§ **Direction**: Reproduce the listing below without any change.

----

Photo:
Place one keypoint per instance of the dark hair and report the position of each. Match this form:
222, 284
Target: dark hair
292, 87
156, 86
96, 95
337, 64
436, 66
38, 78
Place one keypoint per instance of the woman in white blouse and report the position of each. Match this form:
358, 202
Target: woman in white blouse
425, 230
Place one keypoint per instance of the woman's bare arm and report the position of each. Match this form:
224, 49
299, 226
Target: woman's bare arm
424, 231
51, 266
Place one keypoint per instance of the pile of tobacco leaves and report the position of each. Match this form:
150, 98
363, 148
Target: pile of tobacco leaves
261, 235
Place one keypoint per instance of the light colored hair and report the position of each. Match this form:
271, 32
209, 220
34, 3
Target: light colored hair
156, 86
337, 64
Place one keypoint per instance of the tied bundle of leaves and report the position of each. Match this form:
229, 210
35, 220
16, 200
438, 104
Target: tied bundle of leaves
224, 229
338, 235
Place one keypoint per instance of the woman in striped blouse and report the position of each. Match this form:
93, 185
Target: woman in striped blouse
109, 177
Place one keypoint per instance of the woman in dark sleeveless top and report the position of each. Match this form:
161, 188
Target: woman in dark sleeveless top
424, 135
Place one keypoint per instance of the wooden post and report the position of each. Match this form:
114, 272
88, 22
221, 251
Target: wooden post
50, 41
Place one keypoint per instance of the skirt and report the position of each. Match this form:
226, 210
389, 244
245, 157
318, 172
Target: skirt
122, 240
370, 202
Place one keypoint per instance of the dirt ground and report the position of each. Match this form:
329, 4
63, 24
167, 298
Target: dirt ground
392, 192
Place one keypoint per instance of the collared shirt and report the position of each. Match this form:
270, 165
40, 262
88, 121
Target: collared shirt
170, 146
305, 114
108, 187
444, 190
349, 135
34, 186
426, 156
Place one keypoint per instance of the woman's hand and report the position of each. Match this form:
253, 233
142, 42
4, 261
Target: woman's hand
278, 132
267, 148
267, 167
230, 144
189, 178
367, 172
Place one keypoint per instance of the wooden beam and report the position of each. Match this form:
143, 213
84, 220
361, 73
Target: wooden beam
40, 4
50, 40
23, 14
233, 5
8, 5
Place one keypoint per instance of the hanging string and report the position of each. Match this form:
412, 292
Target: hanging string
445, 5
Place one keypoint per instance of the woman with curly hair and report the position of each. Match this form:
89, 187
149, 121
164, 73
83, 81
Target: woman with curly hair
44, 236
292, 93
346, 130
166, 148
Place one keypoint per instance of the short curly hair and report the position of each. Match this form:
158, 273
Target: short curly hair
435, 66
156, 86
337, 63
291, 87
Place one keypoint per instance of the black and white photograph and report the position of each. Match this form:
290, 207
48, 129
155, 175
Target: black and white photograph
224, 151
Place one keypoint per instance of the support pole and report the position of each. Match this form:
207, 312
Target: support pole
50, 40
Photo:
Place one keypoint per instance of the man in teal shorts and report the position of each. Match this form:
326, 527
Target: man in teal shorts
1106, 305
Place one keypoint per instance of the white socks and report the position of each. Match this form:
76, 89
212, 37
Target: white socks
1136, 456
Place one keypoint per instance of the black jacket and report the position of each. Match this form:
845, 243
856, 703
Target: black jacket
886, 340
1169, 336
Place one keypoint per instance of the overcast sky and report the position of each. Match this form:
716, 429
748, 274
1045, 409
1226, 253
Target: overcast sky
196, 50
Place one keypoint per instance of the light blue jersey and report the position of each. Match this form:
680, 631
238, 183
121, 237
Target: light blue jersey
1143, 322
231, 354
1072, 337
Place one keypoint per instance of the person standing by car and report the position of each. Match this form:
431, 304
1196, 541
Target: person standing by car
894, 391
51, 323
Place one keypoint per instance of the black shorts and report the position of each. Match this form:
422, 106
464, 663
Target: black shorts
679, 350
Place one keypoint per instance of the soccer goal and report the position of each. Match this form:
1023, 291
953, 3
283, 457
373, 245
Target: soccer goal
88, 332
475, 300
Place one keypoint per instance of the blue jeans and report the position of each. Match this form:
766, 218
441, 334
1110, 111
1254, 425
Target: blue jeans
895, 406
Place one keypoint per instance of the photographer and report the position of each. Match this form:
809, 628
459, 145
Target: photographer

----

§ **Solved exercise**:
Photo:
Place one keypoint per instance of the dark hair and report the position of each. Match this form:
222, 284
Target: dark hair
292, 87
156, 86
96, 95
337, 64
436, 66
38, 78
Place one keypoint per instance of the woman in white blouse and report the position of each. Match this form:
358, 202
Target: woman in white blouse
425, 230
Place one keypoint per instance of the woman's bare arm and report the position of each. Match this form:
224, 49
299, 226
Target: woman's bare arm
424, 231
51, 266
Place one keypoint per instance of the pile of tobacco leaves and report the position of each. Match this form:
150, 98
363, 148
Target: pile of tobacco leaves
261, 235
Place one keypoint per instance of the light colored hair and report the position of each. Match this form:
271, 32
209, 220
34, 3
Target: light colored hair
156, 86
337, 64
Place one keypoint per instance of the tied bundle of leaves and report the position of each. Match this form:
229, 210
35, 220
16, 200
438, 104
Target: tied bundle of leaves
224, 229
338, 235
Place one keypoint per instance of the woman in striped blouse and report the position of each. Match this form:
93, 185
Target: woman in striped blouse
109, 177
Place one keypoint per instance of the woman in dark sleeveless top and report the position of each. Match this form:
161, 188
Target: woman in dark sleeveless top
424, 135
Place one keypoint per instance of the wooden post and report the position of each. Match this form:
114, 272
88, 22
221, 251
Target: wooden post
50, 41
Place one keypoint per instance of the skirt and report the position of each. Match this form:
226, 210
389, 244
245, 157
318, 172
Target: skirt
122, 240
370, 202
Place one keypoint per instance of the dirt ground and report the position of each. Match this form:
329, 4
63, 24
167, 298
Target: dirt ground
392, 192
Place one keypoint per instance of the collared shirt and report the position of each. Match this form:
270, 165
40, 262
88, 121
Target: collared shirt
170, 146
305, 114
108, 187
444, 190
349, 135
34, 186
426, 156
Place one keypoint per instance of the woman's hand and report the position of each. Match this form:
253, 233
142, 42
4, 261
Target: woman's hand
278, 132
267, 148
267, 167
230, 144
189, 178
367, 172
Place one keypoint per instance of the wooden beam and report the position of each. Match this form:
143, 213
84, 220
361, 73
Target: wooden beam
40, 4
50, 40
23, 14
233, 5
8, 5
Place one keypoint per instance of the hanging string and report the position of each. Match this form:
412, 292
Target: hanging string
445, 5
Place one keypoint per instance of the woman with curly hair and report the position of each. Match this form:
89, 187
149, 121
164, 73
83, 81
Target: woman with curly hair
44, 236
292, 93
346, 130
166, 148
Place one keypoint per instance of the short curly hair and report the position of each. Match this form:
158, 273
Target: short curly hair
435, 66
156, 86
337, 63
291, 87
Place one keypoint per instance of the black and white photograph and report the position of each. Match this form:
290, 207
48, 129
155, 175
Target: black and white photograph
224, 151
Place one keypoint per instance of the support pole and report the position of each. Match this form:
207, 312
Target: support pole
50, 40
Photo:
Place one keypoint per instance of the man in teal shorts and report the position of each. Match this form:
326, 527
Target: man in teal shorts
1106, 305
Place one keypoint per instance of the white socks and report the position of each. Match this form:
76, 89
212, 37
Target: white socks
1136, 456
Place one keypoint per instance of the black jacket and report the position of each. Match this form:
845, 243
856, 703
Target: black jacket
886, 340
1169, 336
Place one keypoint per instance of the overcast sky and report the position of each. Match this form:
716, 429
748, 274
1045, 409
1226, 253
Target: overcast sky
196, 50
Place one keypoint per instance of the light blue jersey and report the position of each. Match this form:
680, 631
238, 183
121, 237
Target: light blue jersey
1143, 322
231, 354
1072, 337
Place one keypoint per instance of the person standing by car and report the position of each. Match this form:
431, 304
1196, 541
Target: person standing by car
894, 391
51, 323
Place one keypoint per instance of the black shorts and report the position of each. Match this form:
422, 106
464, 663
Target: black shorts
679, 350
Place one keypoint per instance of the soccer goal and report the position of each. Match this form:
1023, 291
953, 3
283, 457
373, 245
Target: soccer goal
88, 332
475, 300
Place one keypoint per instance of the blue jeans and report the position of each. Match this form:
766, 218
441, 334
1110, 111
1254, 425
Target: blue jeans
895, 406
Place one keypoint per instance of the photographer and report the position of each. Match this form:
809, 628
459, 145
Target: photographer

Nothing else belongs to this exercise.